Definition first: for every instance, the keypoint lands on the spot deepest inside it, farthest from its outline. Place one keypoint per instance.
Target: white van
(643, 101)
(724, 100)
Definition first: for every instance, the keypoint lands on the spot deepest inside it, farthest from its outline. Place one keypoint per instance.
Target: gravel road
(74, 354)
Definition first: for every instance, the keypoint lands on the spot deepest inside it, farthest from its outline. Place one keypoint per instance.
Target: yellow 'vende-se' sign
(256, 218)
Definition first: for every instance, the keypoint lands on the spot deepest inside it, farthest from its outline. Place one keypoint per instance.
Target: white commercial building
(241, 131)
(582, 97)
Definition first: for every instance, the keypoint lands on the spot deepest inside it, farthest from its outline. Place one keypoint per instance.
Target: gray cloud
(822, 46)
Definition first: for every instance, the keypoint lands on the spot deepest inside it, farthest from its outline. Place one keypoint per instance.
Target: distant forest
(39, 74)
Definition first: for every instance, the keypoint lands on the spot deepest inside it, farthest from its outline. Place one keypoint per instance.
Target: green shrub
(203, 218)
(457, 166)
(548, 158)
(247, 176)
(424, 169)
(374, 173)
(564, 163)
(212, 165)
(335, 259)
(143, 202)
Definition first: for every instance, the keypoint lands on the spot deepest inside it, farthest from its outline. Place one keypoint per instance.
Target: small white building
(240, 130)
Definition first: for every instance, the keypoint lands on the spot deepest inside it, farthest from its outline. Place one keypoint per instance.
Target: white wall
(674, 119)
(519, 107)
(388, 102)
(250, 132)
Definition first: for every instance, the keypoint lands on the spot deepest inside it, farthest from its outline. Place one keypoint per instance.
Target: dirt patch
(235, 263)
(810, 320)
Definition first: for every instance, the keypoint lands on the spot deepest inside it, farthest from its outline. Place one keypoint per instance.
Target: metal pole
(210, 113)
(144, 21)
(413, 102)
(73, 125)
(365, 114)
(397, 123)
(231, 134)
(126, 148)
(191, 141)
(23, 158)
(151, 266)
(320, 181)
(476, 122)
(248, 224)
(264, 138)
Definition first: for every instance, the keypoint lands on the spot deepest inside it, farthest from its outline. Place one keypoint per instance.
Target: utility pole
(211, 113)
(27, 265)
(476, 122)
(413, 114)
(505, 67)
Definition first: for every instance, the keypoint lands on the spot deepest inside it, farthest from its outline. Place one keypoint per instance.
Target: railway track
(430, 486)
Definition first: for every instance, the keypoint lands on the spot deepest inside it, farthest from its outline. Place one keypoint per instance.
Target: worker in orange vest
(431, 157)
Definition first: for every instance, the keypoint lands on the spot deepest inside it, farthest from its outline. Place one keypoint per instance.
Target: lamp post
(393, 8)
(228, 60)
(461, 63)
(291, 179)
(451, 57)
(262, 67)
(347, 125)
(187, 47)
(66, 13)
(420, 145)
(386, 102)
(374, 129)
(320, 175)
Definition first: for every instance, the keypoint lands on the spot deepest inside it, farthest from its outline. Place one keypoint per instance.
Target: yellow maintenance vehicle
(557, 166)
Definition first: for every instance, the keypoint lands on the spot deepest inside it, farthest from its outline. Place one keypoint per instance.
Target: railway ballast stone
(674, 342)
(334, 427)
————————
What is required: Copy out the whole listing exactly.

Output:
Definition first: for every instance, the keypoint lands on the spot deepest inside it, farthest from its outline. Place one keypoint per instance.
Target: white van
(643, 101)
(724, 100)
Definition first: for every instance, the keypoint lands on the spot deepest inside it, farthest from its outline. Place one keypoint per instance.
Target: gravel road
(74, 354)
Definition first: for every instance, the keypoint lands on the spot deepest inside it, farthest from its outline. Place one keypoint per instance.
Target: yellow 'vende-se' sign
(256, 218)
Definition first: for every instance, the keypoint lands on the spot deepest inside it, farthest from its outline. Place one keypoint per instance.
Target: white commercial building
(241, 131)
(582, 97)
Definition first: for every instance, the keypoint lands on the spot deepest inside it, farthest from its outline. Place one keypoint per instance.
Target: gray cloud
(822, 46)
Definition first: for every instance, the keypoint lands on the spot deepest inside it, farthest from its outline. Place one keypoint per instance.
Target: distant forest
(39, 74)
Definition first: for every instance, the keypoint lands on the spot deepest inside it, farthest from its outline. Place one keypoint per instance.
Target: green shrub
(203, 218)
(457, 166)
(548, 158)
(247, 176)
(424, 169)
(374, 173)
(564, 163)
(212, 165)
(335, 259)
(143, 202)
Definition first: for every instance, the keypoint lands on the spot deepest inside it, farthest from its outline. Place one keypoint per instance.
Target: small white building
(240, 130)
Definition first: for every instance, the keypoint lands on the spot deepest inside it, farthest from its outline. Place one keypoint per instance.
Target: white wall
(674, 119)
(519, 107)
(388, 102)
(250, 132)
Definition first: for every instance, the keypoint lands on the spot deepest inside it, farthest from its outline. Place one keypoint per instance.
Target: dirt patch
(235, 263)
(810, 320)
Definition first: for every instance, the keypoint lands on the spot deepest inside it, farthest from its outline. Place one keypoint per instance.
Target: metal pole
(210, 113)
(144, 21)
(413, 102)
(73, 125)
(365, 114)
(397, 123)
(231, 134)
(126, 148)
(191, 141)
(23, 158)
(151, 266)
(320, 181)
(476, 122)
(248, 224)
(264, 138)
Definition first: for every instance, the keypoint lands on the spot deepest inside it, farthest from its outline. Place one keypoint per instance.
Target: utility pole
(211, 113)
(27, 265)
(476, 122)
(413, 114)
(505, 67)
Definition first: for every instance, the keypoint lands on the spot deepest inside it, farthest from its outline. Place one keypoint per instance.
Target: railway track
(430, 486)
Definition first: for every instance, the keypoint lands on the spot deepest inside it, farthest from its outline. Place one keypoint per instance.
Target: worker in orange vest
(431, 157)
Definition first: for every instance, the keypoint lands on the spot deepest inside it, farthest from its outline. Place one keypoint per instance.
Target: lamp post
(393, 8)
(228, 60)
(461, 63)
(291, 179)
(451, 57)
(262, 67)
(347, 125)
(187, 47)
(66, 13)
(420, 145)
(386, 102)
(374, 129)
(320, 175)
Definition first: for every instance, the keypoint lands on the spot deepest inside it, farthest from its outline. Place one keypoint per instance.
Target: yellow maintenance vehicle
(557, 166)
Definition first: for every instance, the keypoint lands on the spot deepest inside it, farthest from its outline. Place one keypoint per instance.
Target: railway ballast stone
(674, 342)
(334, 427)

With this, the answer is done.